**Texto de lectura**
"""

Pero, de todos modos, la gente incorporó los programas de Microsoft a sistemas esenciales. «Al fin y al cabo, eran mucho más baratos que las aplicaciones hechas a medida». Y cuando para reducir gastos el gobierno presentó su programa de adquisición de software comercial listo para la venta (COTS, Commercial Off-the-Shelf), el software de Microsoft migró a las redes militares. Este tipo de reformas para reducir gastos «introdujo en el Pentágono el mismo tipo de defectos y vulnerabilidades informáticos presentes en nuestros ordenadores», escribe Clarke.
Un tronco electrónico a la deriva
El ex asesor de la Casa Blanca recoge el incidente de 1997 del buque «USS Yorktown» como una consecuencia. La totalidad de la red operativa del buque de clase Ticonderoga se remozó con Windows NT. «Cuando Windows se vino abajo, como suele suceder tan a menudo, el buque de guerra se convirtió en un tronco electrónico a la deriva, inerte en las aguas».
La reacción del gobierno a ésta «y otra legión de fallos» empezó por asomarse al sistema operativo de Linux. El Pentágono podía «destripar y montar de otra forma» este software de código abierto, seleccionar y escoger los componentes que necesitaba y eliminar los defectos informáticos con mayor facilidad.
A ello responde Clarke:
[Microsoft], Bill Gates incluido, se puso a buscar pelea con Linux para retrasar la decisión de adoptarlo por parte de los comités oficiales. Sin embargo, como había organismos gubernamentales que utilizaban Linux, le pedí a la NSA que hiciera una valoración del sistema. En un gesto que dejó boquiabierto a la comunidad de código abierto, la NSA se unió a la misma ofreciendo públicamente para el sistema operativo de Linux parches y mejoras que contribuyeran a mejorar su seguridad. Microsoft me dejó una impresión muy nítida de que si el gobierno estadounidense fomentaba Linux, ellos dejarían de cooperar con el gobierno estadounidense. Aunque aquello no me preocupaba, pudo haber tenido repercusiones sobre otros. La mayoría de las agencias federales sigue comprando el software de Microsoft, aun cuando Linux sea gratis.

"""

**Tarea solicitada 1**
Cambia "Pentágono" por "Departamento de Defensa" y reproduce el texto sobre Microsoft y Linux entre "La reacción del" y "con mayor facilidad.", ambos incluidos.
**Tarea solicitada 2**
Condensa en una o dos oraciones el párrafo del texto sobre Microsoft y Linux que empieza por "El ex asesor de la Casa Blanca", sin perder sus datos principales.
**Tarea solicitada 3**
Prosigue el texto sobre Microsoft y Linux a partir de su última oración.
Los datos que vienen a continuación son un material aparte del texto.

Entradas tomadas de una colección
"""

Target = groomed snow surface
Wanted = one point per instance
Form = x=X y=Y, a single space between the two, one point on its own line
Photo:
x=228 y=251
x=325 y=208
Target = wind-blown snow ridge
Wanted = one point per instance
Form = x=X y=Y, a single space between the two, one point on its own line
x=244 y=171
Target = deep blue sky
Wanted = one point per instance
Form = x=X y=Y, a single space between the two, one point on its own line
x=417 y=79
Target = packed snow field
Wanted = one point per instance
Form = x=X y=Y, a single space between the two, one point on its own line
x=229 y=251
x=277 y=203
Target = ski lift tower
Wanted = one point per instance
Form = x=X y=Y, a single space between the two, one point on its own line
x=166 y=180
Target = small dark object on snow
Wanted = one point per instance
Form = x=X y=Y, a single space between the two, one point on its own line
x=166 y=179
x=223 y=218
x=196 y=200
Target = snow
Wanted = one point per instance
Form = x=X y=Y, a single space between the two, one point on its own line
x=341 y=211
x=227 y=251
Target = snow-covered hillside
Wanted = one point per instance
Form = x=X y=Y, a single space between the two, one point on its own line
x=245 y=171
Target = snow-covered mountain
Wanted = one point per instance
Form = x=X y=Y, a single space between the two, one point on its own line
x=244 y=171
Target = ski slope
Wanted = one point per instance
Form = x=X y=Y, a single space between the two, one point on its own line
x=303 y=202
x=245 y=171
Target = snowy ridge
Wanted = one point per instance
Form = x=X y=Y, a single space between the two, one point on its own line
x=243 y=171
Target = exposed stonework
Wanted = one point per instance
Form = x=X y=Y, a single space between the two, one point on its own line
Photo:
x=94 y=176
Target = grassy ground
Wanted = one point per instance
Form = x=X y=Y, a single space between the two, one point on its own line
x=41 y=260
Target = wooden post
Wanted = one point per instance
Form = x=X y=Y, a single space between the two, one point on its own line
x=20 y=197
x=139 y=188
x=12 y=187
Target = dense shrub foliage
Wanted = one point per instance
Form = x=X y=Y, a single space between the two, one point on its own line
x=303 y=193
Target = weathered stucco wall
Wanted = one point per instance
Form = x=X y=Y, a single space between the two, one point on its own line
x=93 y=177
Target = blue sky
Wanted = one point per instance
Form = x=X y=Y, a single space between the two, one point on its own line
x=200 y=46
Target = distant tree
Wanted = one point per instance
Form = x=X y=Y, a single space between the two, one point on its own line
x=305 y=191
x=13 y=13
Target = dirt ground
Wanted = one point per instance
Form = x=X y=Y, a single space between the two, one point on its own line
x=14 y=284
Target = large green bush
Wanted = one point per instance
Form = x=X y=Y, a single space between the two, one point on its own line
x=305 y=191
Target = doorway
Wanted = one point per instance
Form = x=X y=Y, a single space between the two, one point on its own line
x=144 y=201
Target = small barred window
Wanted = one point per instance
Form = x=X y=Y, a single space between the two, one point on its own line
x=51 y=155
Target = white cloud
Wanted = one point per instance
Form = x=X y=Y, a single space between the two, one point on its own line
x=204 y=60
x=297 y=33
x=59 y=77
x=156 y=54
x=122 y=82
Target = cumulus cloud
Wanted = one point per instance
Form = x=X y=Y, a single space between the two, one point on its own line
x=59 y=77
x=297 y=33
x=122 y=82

"""

**Resultado final 1**
La reacción del gobierno a ésta «y otra legión de fallos» empezó por asomarse al sistema operativo de Linux. El Departamento de Defensa podía «destripar y montar de otra forma» este software de código abierto, seleccionar y escoger los componentes que necesitaba y eliminar los defectos informáticos con mayor facilidad.

**Resultado final 2**
El ex asesor de la Casa Blanca cita como consecuencia el incidente de 1997 del «USS Yorktown», un buque de clase Ticonderoga cuya red operativa completa se había renovado con Windows NT. Cuando Windows falló, el buque quedó inerte en el agua, como un tronco electrónico a la deriva.

**Resultado final 3**
Según se dice en Cyber War . la empresa adoptó una línea similarmente dura hacia la industria bancaria y financiera rechazando las solicitudes que los especialistas en seguridad presentaban para poder acceder al código de Microsoft. Cuando los bancos amenazaron con utilizar Linux, Microsoft les rogó encarecidamente que esperaran a su siguiente sistema operativo: Vista.
«Algunos informantes de Microsoft me han reconocido que la empresa no se tomó realmente en serio la cuestión de la seguridad, aun cuando les avergonzaran los ataques frecuentes y muy publicitados que sufrían», confiesa Clarke. Sin duda, en los últimos años, cuando Apple y Linux han empezado a presentar una alternativa importante, Microsoft ha mejorado la calidad. Pero lo primero que hizo la empresa fue presionar y oponerse al endurecimiento de los criterios oficiales de seguridad.
«Microsoft puede pagar a un montón de portavoces y expertos que presionen por una mínima parte del coste que representa crear más sistemas de seguridad», concluye el capítulo que dedica Clarke a la empresa de software . «Son una del puñado de empresas dominantes de la industria informática para quienes la vida va bien ahora mismo y los cambios podrían ser malos».
Obligados a hacerlo
Dada la considerable cantidad de críticas de ,las que ha sido objeto Cyber War, no venimos a suscribir la espeluznante versión que ofrece Clarke de la historia de Microsoft. Y estamos bastante más que nerviosos ante algunas de sus recetas para el «cambio». Entre ellas se encuentra la promulgación de normas oficiales que exijan a los grandes proveedores de servicios de Internet «tener que dedicar un dineral a buscar software malintencionado».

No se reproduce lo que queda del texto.